Return only the lines starting at the line that contains "target: caution tape" and ending with the final line of the listing; include both endpoints.

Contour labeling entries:

★ ★ ★

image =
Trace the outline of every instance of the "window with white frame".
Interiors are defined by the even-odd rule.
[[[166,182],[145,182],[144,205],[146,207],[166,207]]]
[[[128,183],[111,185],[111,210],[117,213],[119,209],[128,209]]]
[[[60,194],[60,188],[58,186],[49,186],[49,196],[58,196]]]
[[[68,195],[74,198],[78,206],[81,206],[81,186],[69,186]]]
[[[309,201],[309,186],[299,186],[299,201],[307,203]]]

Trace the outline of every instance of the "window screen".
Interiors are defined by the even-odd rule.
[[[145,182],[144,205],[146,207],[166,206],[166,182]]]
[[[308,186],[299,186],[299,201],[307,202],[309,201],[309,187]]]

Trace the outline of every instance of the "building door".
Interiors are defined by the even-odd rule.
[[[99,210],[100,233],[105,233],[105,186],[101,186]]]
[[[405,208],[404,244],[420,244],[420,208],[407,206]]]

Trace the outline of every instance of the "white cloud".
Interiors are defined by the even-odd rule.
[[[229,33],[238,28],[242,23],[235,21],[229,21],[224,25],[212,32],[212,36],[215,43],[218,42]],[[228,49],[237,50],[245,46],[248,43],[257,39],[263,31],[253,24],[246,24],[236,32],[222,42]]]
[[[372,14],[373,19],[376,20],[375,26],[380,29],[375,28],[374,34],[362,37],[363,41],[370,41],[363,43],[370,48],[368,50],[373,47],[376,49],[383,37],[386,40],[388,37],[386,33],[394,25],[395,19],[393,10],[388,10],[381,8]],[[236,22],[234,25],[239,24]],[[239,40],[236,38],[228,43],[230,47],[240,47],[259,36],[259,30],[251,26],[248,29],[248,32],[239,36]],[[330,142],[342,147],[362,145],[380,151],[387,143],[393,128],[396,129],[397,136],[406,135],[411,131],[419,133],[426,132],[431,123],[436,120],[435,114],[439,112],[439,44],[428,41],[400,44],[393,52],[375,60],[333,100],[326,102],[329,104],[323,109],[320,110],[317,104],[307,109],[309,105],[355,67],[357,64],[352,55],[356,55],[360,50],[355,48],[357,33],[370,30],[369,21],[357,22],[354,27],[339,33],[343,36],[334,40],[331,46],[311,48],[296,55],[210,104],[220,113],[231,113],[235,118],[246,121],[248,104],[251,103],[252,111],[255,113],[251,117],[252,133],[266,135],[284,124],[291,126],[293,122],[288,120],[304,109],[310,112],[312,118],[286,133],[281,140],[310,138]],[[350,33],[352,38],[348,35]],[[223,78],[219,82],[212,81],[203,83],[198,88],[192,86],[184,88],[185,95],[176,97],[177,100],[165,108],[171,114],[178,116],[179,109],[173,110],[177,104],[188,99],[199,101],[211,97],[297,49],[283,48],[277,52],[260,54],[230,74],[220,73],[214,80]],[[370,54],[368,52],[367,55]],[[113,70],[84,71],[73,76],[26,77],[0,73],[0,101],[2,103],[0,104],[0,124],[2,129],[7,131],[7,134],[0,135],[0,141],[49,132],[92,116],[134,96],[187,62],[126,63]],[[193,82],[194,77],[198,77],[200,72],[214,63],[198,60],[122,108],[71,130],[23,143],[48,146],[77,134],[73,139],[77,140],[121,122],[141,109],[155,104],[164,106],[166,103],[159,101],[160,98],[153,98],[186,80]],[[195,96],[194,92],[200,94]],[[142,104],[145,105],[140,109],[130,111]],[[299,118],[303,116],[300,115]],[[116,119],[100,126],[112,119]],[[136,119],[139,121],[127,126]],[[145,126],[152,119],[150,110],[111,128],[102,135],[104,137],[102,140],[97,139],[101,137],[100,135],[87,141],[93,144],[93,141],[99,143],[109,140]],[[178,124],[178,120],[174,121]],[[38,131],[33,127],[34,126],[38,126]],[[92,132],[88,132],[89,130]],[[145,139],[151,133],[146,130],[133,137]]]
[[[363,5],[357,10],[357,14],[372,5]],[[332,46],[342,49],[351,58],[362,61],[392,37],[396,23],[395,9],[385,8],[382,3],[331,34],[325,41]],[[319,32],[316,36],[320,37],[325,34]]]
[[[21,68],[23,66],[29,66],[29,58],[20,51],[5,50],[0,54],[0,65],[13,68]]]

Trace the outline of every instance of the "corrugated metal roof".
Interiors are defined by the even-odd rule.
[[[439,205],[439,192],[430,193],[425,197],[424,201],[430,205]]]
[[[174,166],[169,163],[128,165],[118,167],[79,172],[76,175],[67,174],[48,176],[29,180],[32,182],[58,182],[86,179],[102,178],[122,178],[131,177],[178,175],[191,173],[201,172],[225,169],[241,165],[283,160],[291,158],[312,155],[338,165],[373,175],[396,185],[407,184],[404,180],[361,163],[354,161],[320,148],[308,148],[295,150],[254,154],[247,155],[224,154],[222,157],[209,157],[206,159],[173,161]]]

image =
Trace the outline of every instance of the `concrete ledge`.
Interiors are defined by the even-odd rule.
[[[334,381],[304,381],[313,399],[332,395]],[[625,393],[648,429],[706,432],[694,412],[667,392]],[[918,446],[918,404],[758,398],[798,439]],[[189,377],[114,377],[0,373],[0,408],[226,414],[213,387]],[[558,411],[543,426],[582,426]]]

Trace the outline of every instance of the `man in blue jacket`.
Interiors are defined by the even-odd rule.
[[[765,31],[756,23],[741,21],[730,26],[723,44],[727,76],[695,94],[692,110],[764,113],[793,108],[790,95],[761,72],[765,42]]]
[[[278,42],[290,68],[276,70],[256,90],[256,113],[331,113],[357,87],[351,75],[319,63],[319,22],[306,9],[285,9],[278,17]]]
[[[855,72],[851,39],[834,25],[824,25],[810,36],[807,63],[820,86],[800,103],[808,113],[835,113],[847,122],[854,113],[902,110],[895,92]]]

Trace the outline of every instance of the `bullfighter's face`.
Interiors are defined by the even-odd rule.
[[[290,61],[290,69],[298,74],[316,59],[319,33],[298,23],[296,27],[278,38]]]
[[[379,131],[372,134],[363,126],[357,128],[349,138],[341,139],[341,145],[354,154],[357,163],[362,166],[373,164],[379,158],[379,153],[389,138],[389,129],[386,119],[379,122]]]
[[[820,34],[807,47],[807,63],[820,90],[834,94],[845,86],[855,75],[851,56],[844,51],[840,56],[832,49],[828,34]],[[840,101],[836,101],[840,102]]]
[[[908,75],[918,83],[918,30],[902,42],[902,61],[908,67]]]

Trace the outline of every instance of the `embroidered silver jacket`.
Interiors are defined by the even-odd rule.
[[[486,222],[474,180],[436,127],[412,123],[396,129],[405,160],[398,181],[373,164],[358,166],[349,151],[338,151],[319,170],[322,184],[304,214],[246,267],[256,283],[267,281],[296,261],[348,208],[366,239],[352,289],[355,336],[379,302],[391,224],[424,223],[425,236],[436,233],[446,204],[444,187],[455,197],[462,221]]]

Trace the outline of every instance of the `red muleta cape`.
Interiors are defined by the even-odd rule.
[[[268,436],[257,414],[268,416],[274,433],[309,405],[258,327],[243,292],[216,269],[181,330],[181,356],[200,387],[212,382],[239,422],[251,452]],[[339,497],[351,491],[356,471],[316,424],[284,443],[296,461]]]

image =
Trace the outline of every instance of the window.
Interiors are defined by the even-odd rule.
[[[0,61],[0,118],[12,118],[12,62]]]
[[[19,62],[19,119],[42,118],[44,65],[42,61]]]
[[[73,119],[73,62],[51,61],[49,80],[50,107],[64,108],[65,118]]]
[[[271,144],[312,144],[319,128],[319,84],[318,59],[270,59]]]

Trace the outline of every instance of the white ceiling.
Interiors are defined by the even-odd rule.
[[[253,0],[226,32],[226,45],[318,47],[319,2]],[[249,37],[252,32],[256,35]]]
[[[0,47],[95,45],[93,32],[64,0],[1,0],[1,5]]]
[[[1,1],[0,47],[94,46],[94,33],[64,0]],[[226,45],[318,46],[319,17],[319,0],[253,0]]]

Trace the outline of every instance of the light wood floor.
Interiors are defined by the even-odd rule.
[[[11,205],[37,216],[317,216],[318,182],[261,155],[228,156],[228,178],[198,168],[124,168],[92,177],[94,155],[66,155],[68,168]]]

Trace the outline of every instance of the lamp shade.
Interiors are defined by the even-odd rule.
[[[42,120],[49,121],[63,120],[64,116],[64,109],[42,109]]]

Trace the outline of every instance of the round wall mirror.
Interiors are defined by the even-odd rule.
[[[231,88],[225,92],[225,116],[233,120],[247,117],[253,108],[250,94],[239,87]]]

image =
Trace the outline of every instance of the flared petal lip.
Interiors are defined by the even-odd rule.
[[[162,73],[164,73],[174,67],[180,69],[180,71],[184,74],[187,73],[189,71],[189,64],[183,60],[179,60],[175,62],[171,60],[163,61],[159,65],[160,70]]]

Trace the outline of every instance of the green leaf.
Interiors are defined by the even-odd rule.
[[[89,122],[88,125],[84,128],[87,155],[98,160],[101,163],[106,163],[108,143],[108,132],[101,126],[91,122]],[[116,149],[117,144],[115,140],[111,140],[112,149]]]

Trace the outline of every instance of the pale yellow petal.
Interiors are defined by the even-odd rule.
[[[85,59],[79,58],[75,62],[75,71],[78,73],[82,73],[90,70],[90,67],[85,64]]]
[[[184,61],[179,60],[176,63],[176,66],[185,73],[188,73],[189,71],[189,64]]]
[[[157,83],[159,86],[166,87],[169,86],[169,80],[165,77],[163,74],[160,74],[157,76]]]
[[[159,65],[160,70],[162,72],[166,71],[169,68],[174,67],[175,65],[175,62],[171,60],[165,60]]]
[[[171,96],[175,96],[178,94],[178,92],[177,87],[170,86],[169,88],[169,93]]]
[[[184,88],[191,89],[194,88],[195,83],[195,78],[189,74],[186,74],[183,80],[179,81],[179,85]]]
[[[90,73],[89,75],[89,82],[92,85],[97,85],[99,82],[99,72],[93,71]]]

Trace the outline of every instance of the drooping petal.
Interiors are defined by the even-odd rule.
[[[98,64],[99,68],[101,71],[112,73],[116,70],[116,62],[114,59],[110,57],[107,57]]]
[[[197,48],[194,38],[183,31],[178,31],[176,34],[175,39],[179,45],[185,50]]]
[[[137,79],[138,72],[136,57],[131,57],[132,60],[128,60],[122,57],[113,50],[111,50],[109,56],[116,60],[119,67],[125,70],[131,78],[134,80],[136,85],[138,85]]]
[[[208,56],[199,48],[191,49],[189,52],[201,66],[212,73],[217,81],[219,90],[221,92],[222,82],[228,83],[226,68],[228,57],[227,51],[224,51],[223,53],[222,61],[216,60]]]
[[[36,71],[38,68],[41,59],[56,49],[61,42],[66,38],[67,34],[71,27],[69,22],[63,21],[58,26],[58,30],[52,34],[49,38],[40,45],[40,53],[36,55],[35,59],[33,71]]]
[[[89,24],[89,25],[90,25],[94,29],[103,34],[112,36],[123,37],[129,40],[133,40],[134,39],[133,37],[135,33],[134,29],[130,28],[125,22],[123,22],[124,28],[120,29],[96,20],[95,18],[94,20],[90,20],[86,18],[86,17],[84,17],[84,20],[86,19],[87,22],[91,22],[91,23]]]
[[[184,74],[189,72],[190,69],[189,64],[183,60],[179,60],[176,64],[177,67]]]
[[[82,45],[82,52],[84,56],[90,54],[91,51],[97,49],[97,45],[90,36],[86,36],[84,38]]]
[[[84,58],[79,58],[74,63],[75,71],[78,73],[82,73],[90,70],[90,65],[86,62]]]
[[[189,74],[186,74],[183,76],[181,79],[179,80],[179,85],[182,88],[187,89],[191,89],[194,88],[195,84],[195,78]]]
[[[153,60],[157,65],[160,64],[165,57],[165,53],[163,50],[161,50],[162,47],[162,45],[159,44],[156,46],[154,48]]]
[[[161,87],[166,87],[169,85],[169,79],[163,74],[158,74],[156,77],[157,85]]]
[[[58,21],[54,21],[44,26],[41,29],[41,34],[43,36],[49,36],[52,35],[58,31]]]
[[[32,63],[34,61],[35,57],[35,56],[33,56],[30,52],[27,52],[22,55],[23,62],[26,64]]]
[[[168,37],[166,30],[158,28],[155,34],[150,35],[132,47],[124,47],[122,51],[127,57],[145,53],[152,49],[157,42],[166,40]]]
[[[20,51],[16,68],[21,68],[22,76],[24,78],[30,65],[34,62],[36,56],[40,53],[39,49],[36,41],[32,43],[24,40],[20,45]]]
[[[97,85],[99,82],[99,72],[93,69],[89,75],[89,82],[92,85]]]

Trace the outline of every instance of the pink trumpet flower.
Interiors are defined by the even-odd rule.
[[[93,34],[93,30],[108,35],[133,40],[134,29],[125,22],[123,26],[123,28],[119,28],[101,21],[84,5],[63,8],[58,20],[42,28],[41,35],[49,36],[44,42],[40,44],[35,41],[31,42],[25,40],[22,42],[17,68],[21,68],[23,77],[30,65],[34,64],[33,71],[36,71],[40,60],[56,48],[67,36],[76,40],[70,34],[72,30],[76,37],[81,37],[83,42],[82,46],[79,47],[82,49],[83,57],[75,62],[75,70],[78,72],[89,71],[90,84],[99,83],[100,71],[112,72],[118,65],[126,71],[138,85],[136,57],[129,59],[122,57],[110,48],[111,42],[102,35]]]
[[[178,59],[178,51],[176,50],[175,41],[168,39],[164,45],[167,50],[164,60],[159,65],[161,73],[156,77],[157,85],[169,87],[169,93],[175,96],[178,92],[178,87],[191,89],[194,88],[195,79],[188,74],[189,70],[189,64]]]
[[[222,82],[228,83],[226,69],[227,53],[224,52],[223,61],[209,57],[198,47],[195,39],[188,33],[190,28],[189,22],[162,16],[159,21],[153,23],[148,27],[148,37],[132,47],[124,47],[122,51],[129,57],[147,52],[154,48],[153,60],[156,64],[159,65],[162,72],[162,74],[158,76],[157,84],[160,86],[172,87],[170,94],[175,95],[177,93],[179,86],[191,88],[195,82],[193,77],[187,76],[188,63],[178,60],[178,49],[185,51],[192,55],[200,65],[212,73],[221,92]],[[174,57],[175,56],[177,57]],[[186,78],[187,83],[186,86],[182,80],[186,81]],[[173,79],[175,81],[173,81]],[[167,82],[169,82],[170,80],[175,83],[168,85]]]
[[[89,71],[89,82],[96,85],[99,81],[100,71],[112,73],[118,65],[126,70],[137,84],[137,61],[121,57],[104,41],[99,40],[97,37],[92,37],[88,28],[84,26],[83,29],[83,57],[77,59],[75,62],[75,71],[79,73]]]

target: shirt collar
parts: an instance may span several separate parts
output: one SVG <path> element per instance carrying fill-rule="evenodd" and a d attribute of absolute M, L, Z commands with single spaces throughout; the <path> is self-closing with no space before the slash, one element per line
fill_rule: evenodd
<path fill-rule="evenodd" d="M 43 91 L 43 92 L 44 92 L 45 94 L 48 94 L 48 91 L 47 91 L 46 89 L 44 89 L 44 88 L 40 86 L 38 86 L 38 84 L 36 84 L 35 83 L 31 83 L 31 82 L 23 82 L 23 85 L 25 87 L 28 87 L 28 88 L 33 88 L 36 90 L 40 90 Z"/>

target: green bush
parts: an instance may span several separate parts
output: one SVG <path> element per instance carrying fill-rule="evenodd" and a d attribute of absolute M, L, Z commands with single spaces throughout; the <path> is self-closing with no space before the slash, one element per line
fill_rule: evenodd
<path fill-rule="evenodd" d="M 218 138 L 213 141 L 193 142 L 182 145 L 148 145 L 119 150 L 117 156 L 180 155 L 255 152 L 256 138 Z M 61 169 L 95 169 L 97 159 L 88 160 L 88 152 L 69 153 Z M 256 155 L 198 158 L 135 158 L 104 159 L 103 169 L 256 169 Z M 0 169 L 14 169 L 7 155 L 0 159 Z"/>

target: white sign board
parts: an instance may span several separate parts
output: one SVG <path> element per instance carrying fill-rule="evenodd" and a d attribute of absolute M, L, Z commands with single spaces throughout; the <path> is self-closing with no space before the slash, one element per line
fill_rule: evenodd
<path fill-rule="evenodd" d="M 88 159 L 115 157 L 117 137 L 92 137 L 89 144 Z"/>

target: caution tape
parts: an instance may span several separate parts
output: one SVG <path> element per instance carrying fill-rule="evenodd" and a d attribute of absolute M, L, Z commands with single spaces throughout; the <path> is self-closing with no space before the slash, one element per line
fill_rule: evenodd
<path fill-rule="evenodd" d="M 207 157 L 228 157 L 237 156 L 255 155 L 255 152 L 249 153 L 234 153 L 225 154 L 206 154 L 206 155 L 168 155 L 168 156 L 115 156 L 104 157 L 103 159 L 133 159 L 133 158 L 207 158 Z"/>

★ ★ ★

**Response to the exercise:**
target: caution tape
parts: an instance may span several separate parts
output: one SVG <path> element per instance carrying fill-rule="evenodd" and a d attribute of absolute M, L, Z commands with single spaces throughout; the <path> is self-closing with no space before the slash, one element per line
fill_rule: evenodd
<path fill-rule="evenodd" d="M 207 157 L 228 157 L 237 156 L 255 155 L 255 152 L 249 153 L 234 153 L 225 154 L 206 154 L 206 155 L 168 155 L 168 156 L 115 156 L 104 157 L 103 159 L 133 159 L 133 158 L 207 158 Z"/>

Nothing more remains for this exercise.